Set task: Quote these records word for word, starting at the line containing "of the shirt" and ending at the line containing "pixel 26 323".

——

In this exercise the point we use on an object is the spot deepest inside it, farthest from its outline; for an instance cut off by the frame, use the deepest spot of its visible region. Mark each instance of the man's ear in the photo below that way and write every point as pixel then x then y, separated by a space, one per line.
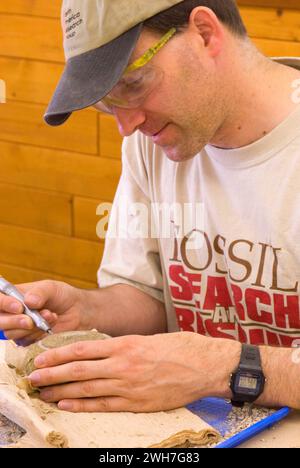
pixel 204 21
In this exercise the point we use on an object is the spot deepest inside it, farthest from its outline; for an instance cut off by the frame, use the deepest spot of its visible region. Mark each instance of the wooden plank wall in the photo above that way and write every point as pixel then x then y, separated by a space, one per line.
pixel 52 179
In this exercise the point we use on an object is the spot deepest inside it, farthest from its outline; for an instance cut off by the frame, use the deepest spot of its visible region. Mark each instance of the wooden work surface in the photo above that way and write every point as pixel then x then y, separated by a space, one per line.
pixel 286 434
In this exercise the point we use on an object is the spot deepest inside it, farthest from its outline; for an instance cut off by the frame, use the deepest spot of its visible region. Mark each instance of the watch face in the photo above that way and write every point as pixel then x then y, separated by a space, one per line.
pixel 246 383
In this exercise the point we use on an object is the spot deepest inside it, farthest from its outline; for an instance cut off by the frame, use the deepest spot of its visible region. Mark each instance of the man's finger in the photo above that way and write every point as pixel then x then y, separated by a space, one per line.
pixel 86 389
pixel 73 372
pixel 10 305
pixel 95 405
pixel 80 351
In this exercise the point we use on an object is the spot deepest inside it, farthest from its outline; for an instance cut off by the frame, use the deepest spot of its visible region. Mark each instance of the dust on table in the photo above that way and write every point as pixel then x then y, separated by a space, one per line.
pixel 240 419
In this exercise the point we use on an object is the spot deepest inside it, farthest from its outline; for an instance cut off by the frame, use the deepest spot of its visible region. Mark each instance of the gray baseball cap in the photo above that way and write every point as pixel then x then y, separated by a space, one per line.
pixel 99 38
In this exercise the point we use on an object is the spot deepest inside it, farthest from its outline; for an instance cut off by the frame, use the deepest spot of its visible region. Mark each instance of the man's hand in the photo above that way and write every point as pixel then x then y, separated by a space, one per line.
pixel 135 373
pixel 57 302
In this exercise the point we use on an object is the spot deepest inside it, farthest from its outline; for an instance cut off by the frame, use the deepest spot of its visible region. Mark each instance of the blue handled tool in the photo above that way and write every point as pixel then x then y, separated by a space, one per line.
pixel 10 290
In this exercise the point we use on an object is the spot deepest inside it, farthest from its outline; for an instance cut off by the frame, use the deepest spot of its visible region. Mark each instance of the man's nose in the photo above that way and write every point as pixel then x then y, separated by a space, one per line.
pixel 129 120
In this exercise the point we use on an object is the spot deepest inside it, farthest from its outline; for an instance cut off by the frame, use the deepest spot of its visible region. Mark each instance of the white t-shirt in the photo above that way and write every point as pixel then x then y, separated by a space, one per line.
pixel 235 272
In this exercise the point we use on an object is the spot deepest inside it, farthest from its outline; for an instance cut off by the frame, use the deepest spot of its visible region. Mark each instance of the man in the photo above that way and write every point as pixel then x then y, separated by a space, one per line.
pixel 209 121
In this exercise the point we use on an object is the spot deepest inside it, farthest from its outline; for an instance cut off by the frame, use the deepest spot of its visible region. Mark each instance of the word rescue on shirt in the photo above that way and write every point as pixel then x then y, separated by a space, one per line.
pixel 238 290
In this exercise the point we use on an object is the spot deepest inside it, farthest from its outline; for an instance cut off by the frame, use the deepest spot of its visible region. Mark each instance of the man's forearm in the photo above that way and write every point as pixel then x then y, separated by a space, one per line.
pixel 122 310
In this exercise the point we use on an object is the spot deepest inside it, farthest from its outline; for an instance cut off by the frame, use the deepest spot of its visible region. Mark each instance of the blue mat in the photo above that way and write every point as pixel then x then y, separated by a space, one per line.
pixel 215 412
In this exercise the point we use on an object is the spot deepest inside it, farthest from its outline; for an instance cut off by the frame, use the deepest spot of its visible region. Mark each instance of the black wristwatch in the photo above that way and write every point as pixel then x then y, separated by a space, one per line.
pixel 247 383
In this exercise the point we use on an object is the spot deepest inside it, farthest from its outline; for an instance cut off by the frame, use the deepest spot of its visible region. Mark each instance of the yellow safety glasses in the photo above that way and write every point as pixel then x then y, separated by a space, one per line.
pixel 137 82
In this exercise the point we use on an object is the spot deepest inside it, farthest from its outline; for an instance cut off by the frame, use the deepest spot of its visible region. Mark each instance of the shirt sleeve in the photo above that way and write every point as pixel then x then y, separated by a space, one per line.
pixel 131 253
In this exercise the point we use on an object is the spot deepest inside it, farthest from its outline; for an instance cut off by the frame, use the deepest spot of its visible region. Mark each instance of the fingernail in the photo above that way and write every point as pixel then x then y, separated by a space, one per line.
pixel 65 405
pixel 39 361
pixel 35 378
pixel 15 307
pixel 34 300
pixel 46 395
pixel 26 323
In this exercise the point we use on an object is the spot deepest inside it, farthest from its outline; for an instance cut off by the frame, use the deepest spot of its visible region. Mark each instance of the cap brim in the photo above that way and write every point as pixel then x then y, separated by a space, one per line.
pixel 89 77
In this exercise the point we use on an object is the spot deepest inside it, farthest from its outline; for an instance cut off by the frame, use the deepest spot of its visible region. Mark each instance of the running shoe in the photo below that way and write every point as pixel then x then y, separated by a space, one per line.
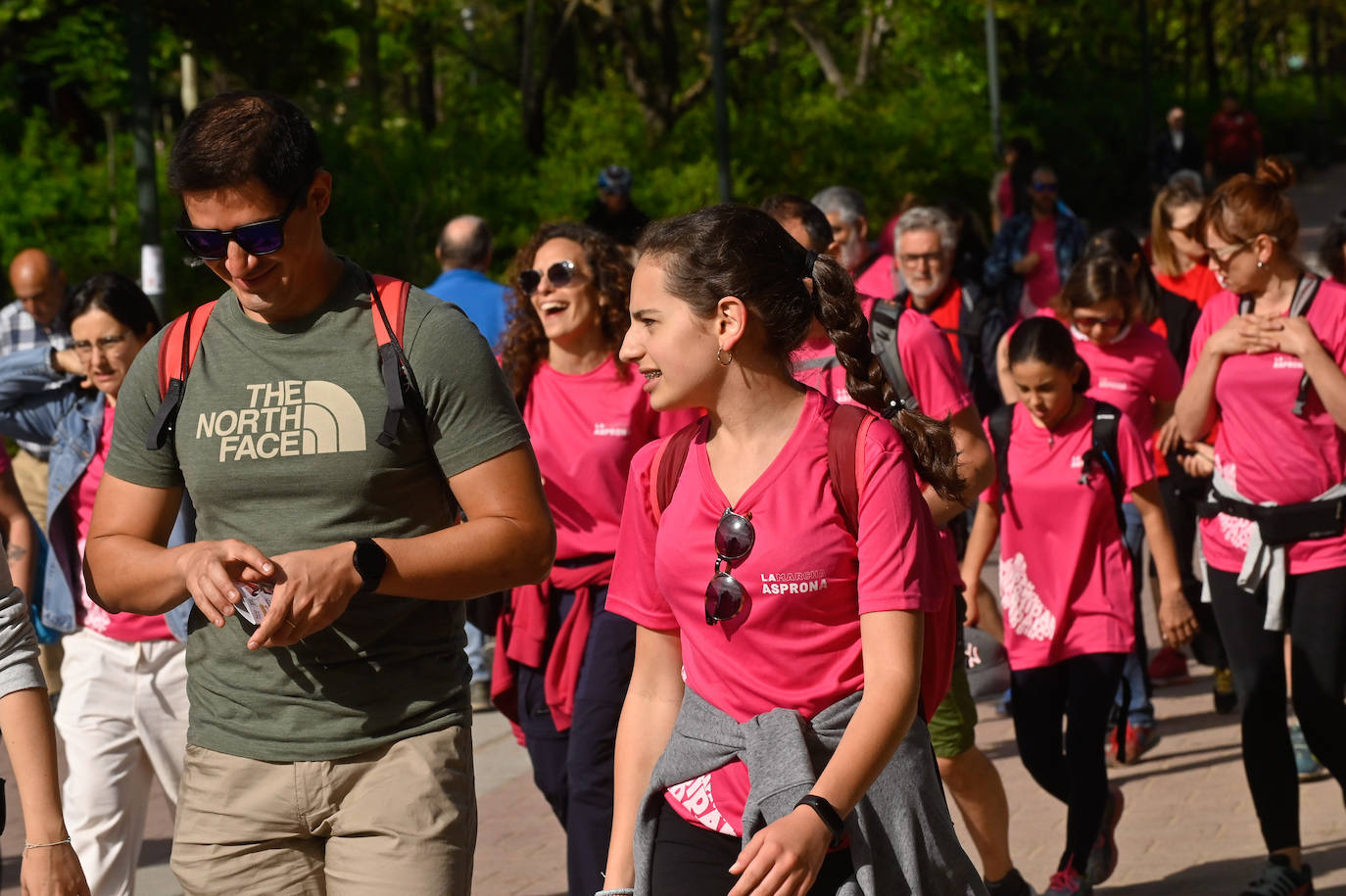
pixel 1306 763
pixel 1169 668
pixel 1278 878
pixel 1140 740
pixel 1226 700
pixel 1102 857
pixel 1068 881
pixel 1011 884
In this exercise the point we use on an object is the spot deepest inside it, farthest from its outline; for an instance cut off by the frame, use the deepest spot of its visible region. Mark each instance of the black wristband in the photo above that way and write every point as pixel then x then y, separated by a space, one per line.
pixel 828 814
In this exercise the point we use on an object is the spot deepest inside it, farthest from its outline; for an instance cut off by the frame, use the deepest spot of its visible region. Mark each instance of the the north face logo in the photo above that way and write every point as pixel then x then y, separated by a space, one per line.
pixel 287 418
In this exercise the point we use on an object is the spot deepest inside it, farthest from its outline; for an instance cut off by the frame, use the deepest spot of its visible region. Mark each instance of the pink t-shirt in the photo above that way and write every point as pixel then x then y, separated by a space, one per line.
pixel 877 279
pixel 586 428
pixel 1043 281
pixel 1132 373
pixel 797 640
pixel 126 627
pixel 1263 448
pixel 1065 575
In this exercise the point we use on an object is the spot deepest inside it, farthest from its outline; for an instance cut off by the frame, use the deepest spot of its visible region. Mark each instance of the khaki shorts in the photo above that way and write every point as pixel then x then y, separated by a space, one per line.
pixel 396 820
pixel 953 724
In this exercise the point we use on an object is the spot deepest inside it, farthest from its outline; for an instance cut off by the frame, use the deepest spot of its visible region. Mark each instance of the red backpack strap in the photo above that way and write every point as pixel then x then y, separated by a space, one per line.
pixel 389 302
pixel 666 466
pixel 845 460
pixel 176 353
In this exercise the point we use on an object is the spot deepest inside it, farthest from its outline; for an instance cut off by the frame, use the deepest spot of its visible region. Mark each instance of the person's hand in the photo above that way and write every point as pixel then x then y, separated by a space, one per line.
pixel 784 857
pixel 312 589
pixel 1292 335
pixel 1241 335
pixel 68 360
pixel 1177 622
pixel 53 871
pixel 1169 436
pixel 211 569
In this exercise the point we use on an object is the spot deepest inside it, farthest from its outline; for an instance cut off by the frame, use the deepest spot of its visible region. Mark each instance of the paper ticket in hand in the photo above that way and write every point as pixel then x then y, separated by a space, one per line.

——

Exercise response:
In this exercise the point we use on an object is the spot deepest inside it, farthest from its outline; for an instance cut off by the frame, use the deepest spot of its visible region. Mark each instance of the shirt sleeve in the photo above that way and write every point as pixel then x then y, separated by a space, one per line.
pixel 131 253
In this exercise the point we use on an object is the spot deepest inside it, farthest from its outline; for an instance cut off by the frame, use the deepest spot of its visible region. Mark each instance of the fingernail in the photo above that way and write every point as pixel then x then y, separated by a space, one per line.
pixel 65 405
pixel 39 361
pixel 35 378
pixel 15 307
pixel 34 300
pixel 46 395
pixel 26 323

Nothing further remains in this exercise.